▶ [PROMPT] Return exactly the lines that run from the one containing "Objective — for the utility" to the end of the entries, with both ends included.

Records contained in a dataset
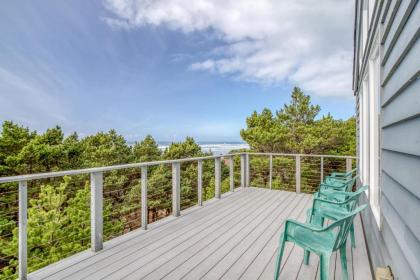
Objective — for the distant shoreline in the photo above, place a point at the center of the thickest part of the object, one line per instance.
(216, 148)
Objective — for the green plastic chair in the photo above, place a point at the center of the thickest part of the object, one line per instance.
(345, 186)
(322, 241)
(340, 176)
(333, 206)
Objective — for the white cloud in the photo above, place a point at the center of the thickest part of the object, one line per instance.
(306, 42)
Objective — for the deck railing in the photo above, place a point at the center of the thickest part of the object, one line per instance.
(295, 172)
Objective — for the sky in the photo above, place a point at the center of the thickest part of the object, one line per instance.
(170, 68)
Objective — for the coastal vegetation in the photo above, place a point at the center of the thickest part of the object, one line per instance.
(58, 211)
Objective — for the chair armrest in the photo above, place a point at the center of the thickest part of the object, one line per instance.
(291, 225)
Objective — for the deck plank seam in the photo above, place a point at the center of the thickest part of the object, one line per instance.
(280, 202)
(273, 255)
(296, 205)
(269, 198)
(139, 235)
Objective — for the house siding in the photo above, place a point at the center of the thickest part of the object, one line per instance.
(396, 242)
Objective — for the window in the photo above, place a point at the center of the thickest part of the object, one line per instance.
(365, 25)
(365, 133)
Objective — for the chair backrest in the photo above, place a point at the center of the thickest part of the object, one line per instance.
(342, 227)
(347, 175)
(353, 198)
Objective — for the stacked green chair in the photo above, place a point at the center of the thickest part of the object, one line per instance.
(336, 202)
(322, 241)
(333, 209)
(339, 185)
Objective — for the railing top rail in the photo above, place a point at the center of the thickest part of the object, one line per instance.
(38, 176)
(301, 155)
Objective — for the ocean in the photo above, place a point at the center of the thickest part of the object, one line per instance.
(216, 148)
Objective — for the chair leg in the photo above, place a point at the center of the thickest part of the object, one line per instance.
(306, 257)
(353, 241)
(324, 266)
(344, 262)
(279, 256)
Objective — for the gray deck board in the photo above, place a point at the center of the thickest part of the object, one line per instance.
(235, 237)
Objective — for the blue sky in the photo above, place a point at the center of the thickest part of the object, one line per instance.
(169, 68)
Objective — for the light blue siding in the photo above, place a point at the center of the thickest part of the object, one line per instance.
(396, 242)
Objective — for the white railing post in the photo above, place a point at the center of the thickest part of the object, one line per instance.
(247, 170)
(297, 174)
(200, 182)
(243, 170)
(144, 206)
(348, 164)
(96, 206)
(270, 181)
(231, 174)
(217, 177)
(23, 230)
(176, 188)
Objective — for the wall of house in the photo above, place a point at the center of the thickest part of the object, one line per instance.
(392, 224)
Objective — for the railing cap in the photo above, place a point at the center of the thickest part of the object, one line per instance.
(37, 176)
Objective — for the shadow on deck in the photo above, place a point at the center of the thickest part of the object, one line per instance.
(235, 237)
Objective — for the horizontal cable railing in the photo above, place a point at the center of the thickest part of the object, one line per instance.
(101, 203)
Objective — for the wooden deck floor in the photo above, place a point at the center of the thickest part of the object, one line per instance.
(232, 238)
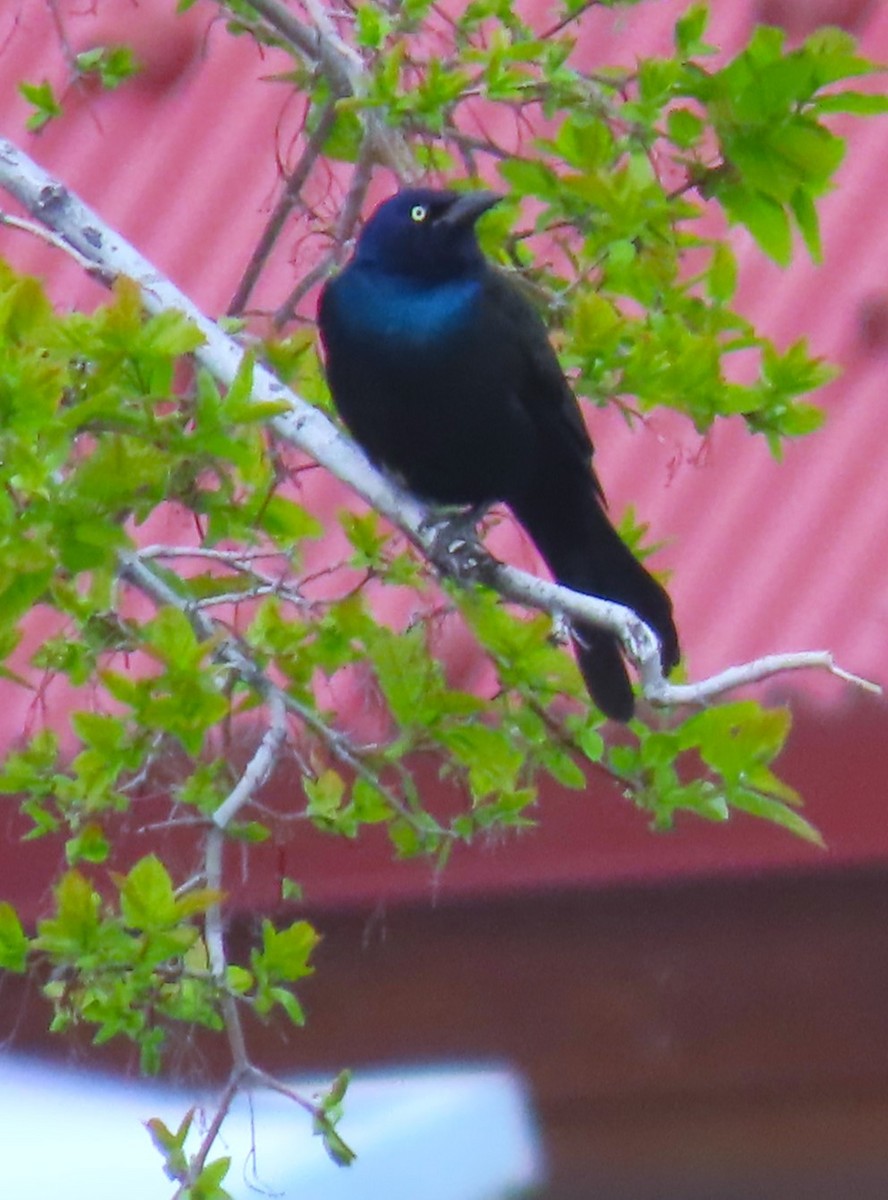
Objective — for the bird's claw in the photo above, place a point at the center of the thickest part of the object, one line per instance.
(454, 546)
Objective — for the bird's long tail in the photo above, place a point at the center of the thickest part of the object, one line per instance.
(570, 528)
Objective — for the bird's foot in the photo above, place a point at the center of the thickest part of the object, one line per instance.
(455, 547)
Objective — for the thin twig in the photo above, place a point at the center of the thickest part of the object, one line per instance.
(283, 208)
(259, 766)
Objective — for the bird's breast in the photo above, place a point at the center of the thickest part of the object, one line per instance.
(405, 313)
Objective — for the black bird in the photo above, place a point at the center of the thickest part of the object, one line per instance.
(444, 373)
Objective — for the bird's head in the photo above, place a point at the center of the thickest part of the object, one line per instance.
(425, 233)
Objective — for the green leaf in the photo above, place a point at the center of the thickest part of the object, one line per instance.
(147, 897)
(286, 952)
(805, 214)
(45, 102)
(765, 219)
(778, 814)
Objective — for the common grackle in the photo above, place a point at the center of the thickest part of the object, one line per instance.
(444, 373)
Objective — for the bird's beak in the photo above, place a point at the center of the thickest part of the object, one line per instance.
(468, 207)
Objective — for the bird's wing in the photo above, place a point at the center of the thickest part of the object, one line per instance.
(546, 394)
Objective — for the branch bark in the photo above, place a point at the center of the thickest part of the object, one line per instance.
(82, 231)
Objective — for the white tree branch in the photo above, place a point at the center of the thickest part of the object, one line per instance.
(79, 229)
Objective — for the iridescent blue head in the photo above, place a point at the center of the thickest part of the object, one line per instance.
(425, 233)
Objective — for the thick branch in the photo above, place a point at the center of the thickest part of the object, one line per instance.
(79, 228)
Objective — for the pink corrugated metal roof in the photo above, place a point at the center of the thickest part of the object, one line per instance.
(763, 558)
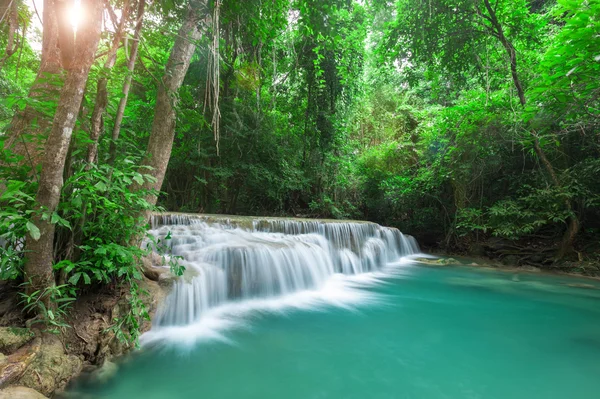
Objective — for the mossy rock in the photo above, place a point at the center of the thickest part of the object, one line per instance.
(52, 368)
(20, 393)
(12, 338)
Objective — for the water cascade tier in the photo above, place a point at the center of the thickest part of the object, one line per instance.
(238, 258)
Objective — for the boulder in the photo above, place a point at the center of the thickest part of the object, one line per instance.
(52, 368)
(20, 393)
(12, 338)
(13, 366)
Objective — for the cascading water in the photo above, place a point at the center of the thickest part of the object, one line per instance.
(232, 260)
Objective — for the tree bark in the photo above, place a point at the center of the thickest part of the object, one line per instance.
(11, 13)
(161, 138)
(27, 132)
(127, 83)
(573, 224)
(38, 265)
(97, 120)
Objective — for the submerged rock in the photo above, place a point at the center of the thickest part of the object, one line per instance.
(20, 393)
(12, 338)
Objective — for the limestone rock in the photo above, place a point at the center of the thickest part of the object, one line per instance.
(20, 393)
(52, 368)
(13, 366)
(12, 338)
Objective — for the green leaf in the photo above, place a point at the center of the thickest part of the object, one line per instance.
(75, 278)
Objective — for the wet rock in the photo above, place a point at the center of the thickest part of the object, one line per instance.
(106, 372)
(20, 393)
(12, 338)
(52, 368)
(153, 267)
(510, 260)
(13, 366)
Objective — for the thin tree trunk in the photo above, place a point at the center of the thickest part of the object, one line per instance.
(28, 129)
(161, 138)
(97, 121)
(12, 41)
(127, 83)
(39, 250)
(573, 225)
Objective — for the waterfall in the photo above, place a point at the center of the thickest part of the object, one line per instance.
(237, 258)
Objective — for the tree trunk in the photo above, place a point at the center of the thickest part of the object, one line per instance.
(101, 92)
(161, 138)
(127, 83)
(11, 14)
(39, 250)
(27, 132)
(573, 225)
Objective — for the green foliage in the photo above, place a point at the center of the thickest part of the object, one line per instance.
(51, 306)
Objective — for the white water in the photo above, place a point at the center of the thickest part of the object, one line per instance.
(236, 268)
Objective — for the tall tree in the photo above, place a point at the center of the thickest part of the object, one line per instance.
(77, 62)
(162, 135)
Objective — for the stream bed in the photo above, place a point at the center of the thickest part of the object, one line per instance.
(408, 331)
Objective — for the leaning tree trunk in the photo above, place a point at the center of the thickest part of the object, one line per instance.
(101, 89)
(161, 138)
(127, 83)
(573, 225)
(39, 250)
(27, 132)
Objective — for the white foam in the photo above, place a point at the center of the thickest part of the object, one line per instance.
(277, 266)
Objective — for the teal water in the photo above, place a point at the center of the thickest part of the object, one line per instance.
(435, 332)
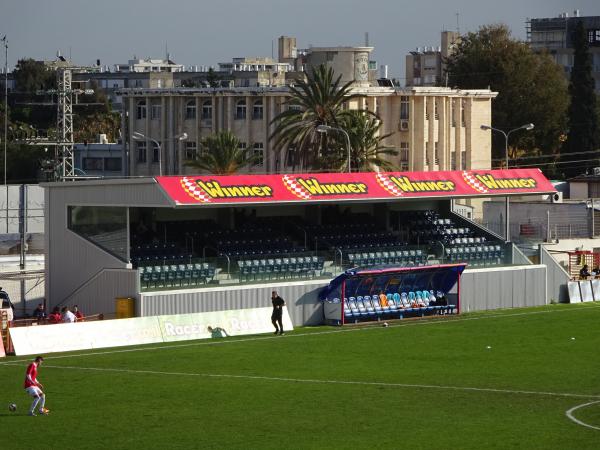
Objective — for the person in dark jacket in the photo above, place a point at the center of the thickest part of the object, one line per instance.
(277, 316)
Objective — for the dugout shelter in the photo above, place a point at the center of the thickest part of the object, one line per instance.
(184, 244)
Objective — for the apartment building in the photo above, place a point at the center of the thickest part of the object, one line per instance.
(433, 128)
(555, 35)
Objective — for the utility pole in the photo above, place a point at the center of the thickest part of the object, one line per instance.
(64, 157)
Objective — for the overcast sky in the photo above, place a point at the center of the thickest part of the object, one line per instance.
(200, 32)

▶ [YOUR RESPONSE]
Objective — for the utility pole in the photo above, place a point at the center of the thickest part of the object, one line per instance.
(64, 157)
Objective — for the overcast sky in the photo above, place a point at the center of the thickest part of the object, one line per instance.
(200, 32)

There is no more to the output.